Data to examine:
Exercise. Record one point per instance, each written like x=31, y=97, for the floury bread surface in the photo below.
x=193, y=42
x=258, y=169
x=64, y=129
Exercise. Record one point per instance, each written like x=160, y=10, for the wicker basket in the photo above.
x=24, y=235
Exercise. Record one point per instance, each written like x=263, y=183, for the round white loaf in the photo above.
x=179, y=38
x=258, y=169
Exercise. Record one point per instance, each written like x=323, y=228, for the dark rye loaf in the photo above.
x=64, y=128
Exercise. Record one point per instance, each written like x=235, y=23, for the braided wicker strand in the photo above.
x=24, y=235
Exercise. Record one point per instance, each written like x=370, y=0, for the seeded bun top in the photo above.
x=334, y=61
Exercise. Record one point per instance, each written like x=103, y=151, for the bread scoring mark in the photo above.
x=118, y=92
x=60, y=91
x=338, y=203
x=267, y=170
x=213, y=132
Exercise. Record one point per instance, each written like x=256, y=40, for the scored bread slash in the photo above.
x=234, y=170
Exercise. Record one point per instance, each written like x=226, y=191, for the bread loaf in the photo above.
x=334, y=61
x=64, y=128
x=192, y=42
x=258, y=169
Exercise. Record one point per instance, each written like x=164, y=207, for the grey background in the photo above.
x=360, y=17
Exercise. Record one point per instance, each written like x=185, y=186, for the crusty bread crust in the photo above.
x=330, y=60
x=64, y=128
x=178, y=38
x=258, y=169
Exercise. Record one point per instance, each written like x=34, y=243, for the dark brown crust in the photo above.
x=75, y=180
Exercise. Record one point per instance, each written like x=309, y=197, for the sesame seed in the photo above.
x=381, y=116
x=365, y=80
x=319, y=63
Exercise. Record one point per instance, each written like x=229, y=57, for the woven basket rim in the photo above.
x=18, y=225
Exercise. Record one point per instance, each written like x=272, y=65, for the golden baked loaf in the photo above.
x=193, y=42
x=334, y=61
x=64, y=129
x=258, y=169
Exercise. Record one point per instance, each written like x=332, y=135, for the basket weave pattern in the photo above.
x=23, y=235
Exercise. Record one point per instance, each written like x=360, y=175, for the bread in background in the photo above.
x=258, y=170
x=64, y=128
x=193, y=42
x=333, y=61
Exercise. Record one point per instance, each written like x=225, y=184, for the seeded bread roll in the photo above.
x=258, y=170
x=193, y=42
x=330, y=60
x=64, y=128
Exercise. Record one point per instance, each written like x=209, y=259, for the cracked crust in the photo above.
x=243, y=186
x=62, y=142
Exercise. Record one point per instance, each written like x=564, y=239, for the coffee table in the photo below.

Task description: Repeat the data verbatim.

Solution for this exercise:
Exercise. Record one point per instance, each written like x=31, y=97, for the floury bread surface in the photo below.
x=193, y=42
x=258, y=169
x=64, y=129
Exercise. Record one point per instance, each written like x=160, y=10, for the wicker basket in the photo above.
x=24, y=235
Exercise. Record one point per instance, each written like x=263, y=183, for the round white loaf in the photo above.
x=179, y=38
x=258, y=169
Exercise. Record one point per instance, each written like x=323, y=228, for the dark rye loaf in the photo above.
x=64, y=128
Exercise. Record one point per instance, each written like x=235, y=23, for the braided wicker strand in the photo above.
x=24, y=235
Exercise. Record one point per instance, each written like x=370, y=0, for the seeded bun top in the photo above.
x=334, y=61
Exercise. Record one point per instance, each written like x=103, y=151, for the bread scoring mark in the photo above.
x=118, y=92
x=60, y=91
x=338, y=203
x=267, y=170
x=213, y=132
Exercise. Record one point per instance, each written like x=256, y=40, for the scored bread slash in the photo above.
x=234, y=170
Exercise. Record one point per instance, each written like x=226, y=191, for the bread loaf in the photo above.
x=334, y=61
x=64, y=128
x=192, y=42
x=258, y=169
Exercise. Record one point per instance, each written like x=164, y=207, for the grey background in the photo above.
x=360, y=17
Exercise. Record one point per instance, each written like x=185, y=186, for the crusty bread crust in the photo above.
x=330, y=60
x=64, y=128
x=178, y=38
x=258, y=169
Exercise. Record one point per instance, each written like x=34, y=243, for the dark brown crust in the photo above.
x=75, y=180
Exercise. Record one point per instance, each written like x=309, y=197, for the sesame seed in the photo above.
x=381, y=116
x=365, y=80
x=319, y=63
Exercise. Record one point per instance, each written like x=229, y=57, for the woven basket rim in the photo above.
x=18, y=225
Exercise. Record one point per instance, each written like x=272, y=65, for the golden baked loaf in the photo above.
x=193, y=42
x=334, y=61
x=64, y=129
x=258, y=169
Exercise. Record one point per instance, each written like x=332, y=135, for the basket weave pattern in the photo above.
x=23, y=235
Exercise. Record one point per instance, each written like x=360, y=175, for the bread in background in the photo above.
x=258, y=170
x=64, y=128
x=193, y=42
x=333, y=61
Exercise. Record one point per instance, each written like x=225, y=184, for the seeded bread roll in the photo above.
x=258, y=170
x=193, y=42
x=330, y=60
x=64, y=128
Exercise. Record one point per instance, each written like x=209, y=259, for the cracked crust in the photo above.
x=243, y=186
x=62, y=142
Exercise. Record one point per instance, each written like x=564, y=239, for the coffee table in the photo below.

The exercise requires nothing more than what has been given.